[Begin TEXT]

Security Safe HTML

Cross-Site-Scripting (XSS) vulnerabilities are a class of web application security bugs that allow an attacker to execute arbitrary malicious JavaScript in the context of a victim's browser session. In turn, such malicious script can for example steal the user's session credentials (resulting in hijacking and full compromise of the user's session), extract and leak sensitive or confidential data from the victim's account, or execute transactions chosen by the attacker in the name of the victim.

In GWT applications, many aspects of a web-application's UI are expressed in terms of abstractions (such as Widgets) that do not expose a potential for untrusted data to be interpreted as HTML markup or script. As such, GWT apps are inherently less prone to XSS vulnerabilities than applications built on top of frameworks where UI is rendered directly as HTML (such as server-side templating systems, with the exception of templating systems that automatically escape template variables according to the HTML context the variable appears in).

However, GWT applications are not inherently safe from XSS vulnerabilities.

A large class of potential XSS vulnerabilities in GWT applications arises from the use of methods that cause the browser to evaluate their argument as HTML, for example, setInnerHTML(String), setHTML(String), as well as the constructors of HTML-containing widgets such as HTML. If an application passes a string to such a method where the string is even partially derived from untrusted input, the application is vulnerable to XSS. In this context, untrusted input includes immediate user input, data the client app has received from the server and which may have been provided to the server by a different, malicious user, as well as values obtained from a history token read from a URL fragment.

This document introduces a new security package and accompanying coding guidelines that help developers avoid this class of XSS vulnerabilities, while minimizing overhead in run-time and development effort. A primary goal of the coding guidelines is to facilitate high-confidence code-reviews of applications for the absence of this class of XSS bugs.

Note that this document does not address other classes of XSS vulnerabilities that GWT applications may be vulnerable to, such as server-side XSS, as well as other classes of client-side XSS (for example, calling eval() on an untrusted string in native JavaScript.)

Coding Guidelines

The goals of these guidelines are two-fold:

A GWT application whose code-base these guidelines have been consistently and comprehensively applied to should be free of the class of XSS vulnerabilities due to attacker-controlled strings being evaluated as HTML in the browser.

[End TEXT]
[Begin DATASET ENTRIES]

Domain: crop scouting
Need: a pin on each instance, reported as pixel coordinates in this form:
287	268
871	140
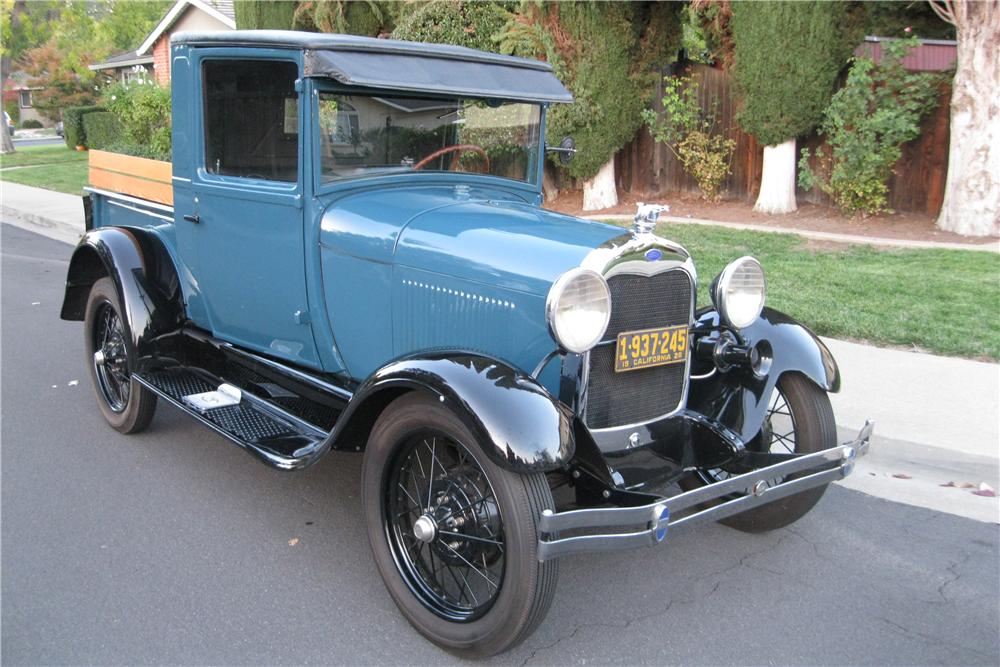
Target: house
20	83
932	54
153	55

[End DATASET ENTRIES]

• STATED TASK 1
From the GWT Safe HTML text, reproduce word for word the part that opens with the words containing "However, GWT applications" and closes with "a URL fragment.".
• STATED TASK 2
Carry on the GWT Safe HTML text, starting right after its last sentence.
The material isn't needed here.

• WRITTEN ANSWER 1
However, GWT applications are not inherently safe from XSS vulnerabilities.

A large class of potential XSS vulnerabilities in GWT applications arises from the use of methods that cause the browser to evaluate their argument as HTML, for example, setInnerHTML(String), setHTML(String), as well as the constructors of HTML-containing widgets such as HTML. If an application passes a string to such a method where the string is even partially derived from untrusted input, the application is vulnerable to XSS. In this context, untrusted input includes immediate user input, data the client app has received from the server and which may have been provided to the server by a different, malicious user, as well as values obtained from a history token read from a URL fragment.

• WRITTEN ANSWER 2
The code should be structured such that it is easily reviewable for absence of this class of XSS — for each use of a potentially XSS-prone method such as Element.setInnerHTML it should be "obvious" that this use can't result in an XSS vulnerability.

The second goal is based on the desire to achieve a high degree of confidence in the absence of this class of bugs. When reviewing code, it is often difficult and error-prone to determine whether or not a value passed to some method may be controlled by an attacker, especially if the value is received via a long chain of assignments and method calls.

Hence, the central idea behind these guidelines is to use a type to encapsulate strings that are safe to use in HTML context, construct safe HTML into instances of this type, and use this type to "transport" strings as close as possible to a code site where they are used as HTML. Such a use is then easily apparent to be free of XSS vulnerabilities, given the type's contract (as well as Java's type-safety) as an assumption.

Coding Guidelines for Developers of Widget Client Code

The following guidelines are aimed at developers of client-code that uses existing widget libraries, in particular the core widget library that is distributed with GWT.

Prefer Plain-Text Widgets

The best way to avoid XSS bugs, and to write code that is easily seen to be free of XSS vulnerabilities, is to simply not use API methods and widgets that interpret parameters as HTML unless strictly necessary.

For example, it is not uncommon to see GWT application code such as:

HTML widget = new HTML("Some text in the widget");

widget.setHTML(someText);

In the first example, it's obvious that the value passed to the HTML constructor cannot result in an XSS vulnerability: The value doesn't contain HTML markup, and furthermore is a compile-time constant and hence cannot possibly be manipulated by an attacker. In the second example, it may be obvious to a reviewer that the call is safe if the variable someText is assigned to "nearby" in the code; however if the supplied value is passed in via a parameter through a few layers of method calls this is much less obvious. Also, such a scenario may well result in a bug in a future code iteration if calling code is changed by a developer who doesn't realize that the value will be used in an HTML context.

In such situations, it is preferred to use the non-HTML equivalent, that is, the Label widget and the setText method, respectively, both of which are always safe from XSS even if the string passed to the Label constructor or the setText method is under the control of an attacker. Similarly, use setInnerText instead of setInnerHTML on DOM elements.

Use UiBinder for Declarative Layout

Using GWT UiBinder is the preferred approach to declaratively creating Widget and DOM structures in GWT applications. In addition to the primary benefits of UiBinder (clean separation of code and layout, performance, built-in internationalization support), using UiBinder also typically results in code that is much less prone to XSS vulnerabilities than code that uses an ad-hoc approach to assembling HTML markup to, say, be placed into a HTML widget.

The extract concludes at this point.